_Stated goal_
Collect every line in the items below that contains the string "sand", and present those lines in the order in which they occur.

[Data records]
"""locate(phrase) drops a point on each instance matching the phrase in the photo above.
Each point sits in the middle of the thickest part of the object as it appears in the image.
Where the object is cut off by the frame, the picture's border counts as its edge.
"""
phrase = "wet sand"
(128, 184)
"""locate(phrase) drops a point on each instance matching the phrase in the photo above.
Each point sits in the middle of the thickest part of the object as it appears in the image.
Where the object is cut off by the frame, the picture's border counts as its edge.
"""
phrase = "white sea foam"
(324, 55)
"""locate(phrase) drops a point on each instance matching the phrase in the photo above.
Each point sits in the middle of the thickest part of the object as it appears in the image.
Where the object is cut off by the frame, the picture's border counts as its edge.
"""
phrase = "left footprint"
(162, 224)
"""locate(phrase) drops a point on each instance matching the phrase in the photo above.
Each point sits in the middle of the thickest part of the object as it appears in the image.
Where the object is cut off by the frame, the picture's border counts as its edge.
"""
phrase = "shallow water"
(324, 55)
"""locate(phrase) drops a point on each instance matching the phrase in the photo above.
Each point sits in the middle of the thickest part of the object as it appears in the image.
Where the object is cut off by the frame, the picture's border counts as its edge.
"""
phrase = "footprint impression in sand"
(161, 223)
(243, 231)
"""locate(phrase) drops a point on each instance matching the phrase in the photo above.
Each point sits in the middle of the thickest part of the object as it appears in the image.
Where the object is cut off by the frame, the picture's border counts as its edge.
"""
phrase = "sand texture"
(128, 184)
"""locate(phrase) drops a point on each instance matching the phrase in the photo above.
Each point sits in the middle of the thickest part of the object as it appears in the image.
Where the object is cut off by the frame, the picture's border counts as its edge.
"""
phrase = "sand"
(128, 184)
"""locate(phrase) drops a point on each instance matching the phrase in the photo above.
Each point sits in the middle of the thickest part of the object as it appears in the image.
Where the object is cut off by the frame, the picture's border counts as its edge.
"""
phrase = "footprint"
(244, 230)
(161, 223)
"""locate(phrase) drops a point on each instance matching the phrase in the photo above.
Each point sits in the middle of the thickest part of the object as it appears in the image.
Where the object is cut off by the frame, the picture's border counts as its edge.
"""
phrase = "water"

_Written solution_
phrase = "wet sand"
phrase = "footprint impression in sand"
phrase = "sand texture"
phrase = "sand"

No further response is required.